- Exercise aim -
Copy every line from the line with "of the dark" up to and including the line with "38], [93, 48]]" in full, and shift each vertex coordinate in the answers by adding 127 to it.
+++ Provided material +++
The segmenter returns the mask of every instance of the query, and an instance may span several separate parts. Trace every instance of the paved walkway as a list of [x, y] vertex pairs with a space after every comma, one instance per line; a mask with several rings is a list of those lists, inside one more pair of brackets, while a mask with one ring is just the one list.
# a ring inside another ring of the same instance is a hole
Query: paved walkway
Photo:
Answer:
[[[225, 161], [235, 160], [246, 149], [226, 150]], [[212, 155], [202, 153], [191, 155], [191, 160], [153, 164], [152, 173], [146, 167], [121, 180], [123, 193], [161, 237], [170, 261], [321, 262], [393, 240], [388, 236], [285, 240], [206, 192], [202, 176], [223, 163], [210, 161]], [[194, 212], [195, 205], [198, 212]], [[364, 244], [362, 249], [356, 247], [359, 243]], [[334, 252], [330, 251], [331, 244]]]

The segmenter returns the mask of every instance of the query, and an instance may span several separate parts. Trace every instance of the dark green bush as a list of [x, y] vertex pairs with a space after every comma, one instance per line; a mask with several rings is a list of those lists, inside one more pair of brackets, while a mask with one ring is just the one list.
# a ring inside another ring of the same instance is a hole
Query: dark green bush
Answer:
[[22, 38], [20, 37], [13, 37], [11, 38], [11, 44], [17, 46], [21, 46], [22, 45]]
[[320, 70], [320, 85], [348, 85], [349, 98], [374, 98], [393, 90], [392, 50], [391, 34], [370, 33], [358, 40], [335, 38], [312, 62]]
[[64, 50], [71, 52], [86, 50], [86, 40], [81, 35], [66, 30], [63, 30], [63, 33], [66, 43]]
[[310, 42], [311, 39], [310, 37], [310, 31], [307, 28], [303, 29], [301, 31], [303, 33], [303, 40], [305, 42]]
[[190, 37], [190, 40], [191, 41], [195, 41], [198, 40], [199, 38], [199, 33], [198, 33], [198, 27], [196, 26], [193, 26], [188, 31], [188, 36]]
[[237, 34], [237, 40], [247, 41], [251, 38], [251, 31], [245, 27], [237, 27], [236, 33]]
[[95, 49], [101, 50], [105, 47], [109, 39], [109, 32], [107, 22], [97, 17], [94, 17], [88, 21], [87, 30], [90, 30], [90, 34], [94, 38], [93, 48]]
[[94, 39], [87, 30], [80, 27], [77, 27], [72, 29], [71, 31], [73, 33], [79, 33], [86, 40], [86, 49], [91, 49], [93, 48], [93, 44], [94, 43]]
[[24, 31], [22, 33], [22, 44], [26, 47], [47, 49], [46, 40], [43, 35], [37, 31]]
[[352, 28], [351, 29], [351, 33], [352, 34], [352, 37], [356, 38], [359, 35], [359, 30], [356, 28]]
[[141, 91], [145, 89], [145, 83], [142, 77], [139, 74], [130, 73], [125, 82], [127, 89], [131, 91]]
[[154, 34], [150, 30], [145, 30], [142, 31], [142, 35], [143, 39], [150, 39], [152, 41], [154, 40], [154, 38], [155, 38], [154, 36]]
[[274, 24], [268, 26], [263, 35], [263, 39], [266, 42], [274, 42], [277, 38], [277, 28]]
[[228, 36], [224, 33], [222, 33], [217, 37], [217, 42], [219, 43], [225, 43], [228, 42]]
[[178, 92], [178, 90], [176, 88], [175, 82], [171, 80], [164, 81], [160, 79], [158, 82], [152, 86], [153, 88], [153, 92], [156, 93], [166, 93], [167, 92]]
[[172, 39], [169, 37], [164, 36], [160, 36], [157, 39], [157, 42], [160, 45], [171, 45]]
+++
- Reply to the exercise -
The segmenter returns the mask of every instance of the query, and an instance may span several separate parts. Trace every instance of the dark green bush as a list of [x, y] vertex pairs with a space after every comma, one instance per line; a mask with several rings is a list of those lists, inside one more pair of brackets, while a mask with one ring is just the one list.
# a ring inside another ring of the same instance is a hole
Query: dark green bush
Answer:
[[149, 165], [147, 164], [140, 164], [138, 165], [138, 171], [144, 173], [148, 173], [149, 172]]
[[447, 197], [447, 212], [475, 212], [476, 225], [501, 225], [520, 217], [519, 177], [518, 161], [497, 160], [485, 167], [462, 165], [439, 189]]
[[191, 177], [198, 179], [213, 177], [213, 167], [208, 162], [193, 157], [190, 157], [190, 160], [193, 170]]
[[437, 169], [438, 166], [437, 164], [437, 158], [434, 155], [430, 156], [428, 158], [430, 160], [430, 167], [432, 169]]
[[317, 164], [317, 167], [318, 168], [322, 168], [325, 167], [326, 165], [326, 160], [325, 160], [325, 154], [323, 153], [320, 153], [315, 158], [315, 163]]
[[364, 161], [364, 167], [374, 168], [378, 165], [378, 158], [372, 154], [364, 154], [363, 160]]
[[222, 176], [228, 177], [232, 174], [236, 166], [236, 159], [234, 149], [224, 144], [221, 144], [215, 148], [214, 157], [217, 157], [217, 161], [221, 165], [220, 175]]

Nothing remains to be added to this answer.